[Reading text]:
----
Testing#

Testing should be a seamless part of scientific software development process. This is analogous to experiment design in the experimental science world.

At the beginning of a new project, tests can be used to help guide the overall design of the project. The act of writing tests can help clarify how the software should be perform when you are done.

In fact, starting to write the tests before you even write the software might be advisable. (as we are going to see, such a practice is called test-driven development).

A few reasons to do testing#

  • testing saves time.

  • tests (should) ensure code is correct

  • runnable specification: best way to let others know what a function should do and not do.

  • reproducible debugging: debugging that happened and is saved for later reuse

  • easier to modify since results can be tested

Tests at different scales#

  • Unit Tests: Unit tests investigate the behaviors of units of code (such as functions, classes, or data structures). By validating each software unit across the valid range of its input and output parameters, tracking down unexpected behaviors that may appear when the units are combined is made vastly simpler.

  • Regression Tests: Regression tests defend against new bugs, or regressions, which might appear due to new software and updates.

  • Integration Tests: Integration tests check that various pieces of the software work together as expected.

Tip

Always start at the smallest scale!

Testing vocabulary#

  • fixture: input data

  • action: function that is being tested

  • expected result: the output that should be obtained

  • actual result: the output that is obtained

  • coverage: proportion of all possible paths in the code that the tests take

Testing frameworks#

Each time we make changes to a code, we would like to test it. This can be tedious and that might prevent us from testing. We want to make testing as easy as version control is. A testing framework can help us.

py.test#

The testing framework we will discuss today is a python library called pytest to automatically fetch all test files in the repository and execute them.

The pytest framework makes it easy to write small tests, yet scales to support complex functional testing for applications and libraries.

- pytest

In pytest, each test is a function whose name begins with the letters test. We can group tests together in files whose names also begin with the letters test. To execute our tests we run the command pytest. This automatically searches the current directory and its subdirectories for test files, and runs the tests they contain.
----
[Dataset excerpts]:
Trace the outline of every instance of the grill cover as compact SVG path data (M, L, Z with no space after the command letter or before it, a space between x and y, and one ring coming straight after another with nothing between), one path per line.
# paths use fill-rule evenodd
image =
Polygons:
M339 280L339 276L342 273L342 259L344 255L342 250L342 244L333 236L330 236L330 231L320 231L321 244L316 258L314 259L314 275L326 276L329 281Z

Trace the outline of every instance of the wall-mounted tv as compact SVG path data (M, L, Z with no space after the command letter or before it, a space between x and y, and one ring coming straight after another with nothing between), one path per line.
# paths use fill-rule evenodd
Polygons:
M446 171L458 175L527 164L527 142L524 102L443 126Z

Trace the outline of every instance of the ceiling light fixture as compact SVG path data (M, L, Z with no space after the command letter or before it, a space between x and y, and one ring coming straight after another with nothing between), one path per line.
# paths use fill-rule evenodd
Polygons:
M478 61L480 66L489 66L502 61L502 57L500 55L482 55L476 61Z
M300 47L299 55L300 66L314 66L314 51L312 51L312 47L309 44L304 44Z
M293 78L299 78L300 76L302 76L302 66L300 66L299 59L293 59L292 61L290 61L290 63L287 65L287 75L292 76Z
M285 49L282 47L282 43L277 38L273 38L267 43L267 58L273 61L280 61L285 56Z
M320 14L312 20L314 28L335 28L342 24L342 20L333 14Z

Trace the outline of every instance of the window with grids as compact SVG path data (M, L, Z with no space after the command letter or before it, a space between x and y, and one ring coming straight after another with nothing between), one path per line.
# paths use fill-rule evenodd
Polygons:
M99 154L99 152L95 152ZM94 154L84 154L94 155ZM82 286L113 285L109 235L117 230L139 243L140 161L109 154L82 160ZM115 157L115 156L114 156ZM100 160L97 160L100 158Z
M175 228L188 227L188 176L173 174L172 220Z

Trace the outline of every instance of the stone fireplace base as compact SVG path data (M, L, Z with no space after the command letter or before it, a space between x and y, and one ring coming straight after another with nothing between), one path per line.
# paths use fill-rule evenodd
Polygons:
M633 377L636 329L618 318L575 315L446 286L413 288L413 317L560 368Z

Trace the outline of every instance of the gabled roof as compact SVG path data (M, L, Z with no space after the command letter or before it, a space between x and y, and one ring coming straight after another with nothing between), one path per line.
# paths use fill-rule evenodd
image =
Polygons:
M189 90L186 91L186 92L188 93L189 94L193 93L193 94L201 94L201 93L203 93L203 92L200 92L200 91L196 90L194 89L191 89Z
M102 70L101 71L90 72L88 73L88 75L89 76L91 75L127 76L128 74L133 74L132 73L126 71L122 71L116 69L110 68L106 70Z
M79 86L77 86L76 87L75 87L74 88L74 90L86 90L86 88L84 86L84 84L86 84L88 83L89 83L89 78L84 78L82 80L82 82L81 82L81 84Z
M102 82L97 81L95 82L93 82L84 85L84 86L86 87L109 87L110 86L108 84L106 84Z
----
[Brief]:
Please answer these questions from the text on testing.
(a) What is the practice of writing tests before writing the software called?
(b) What does the term "fixture" mean?
(c) In pytest, what must the name of each test function begin with?

[Result]:
(a) Test-driven development
(b) Input data
(c) The letters test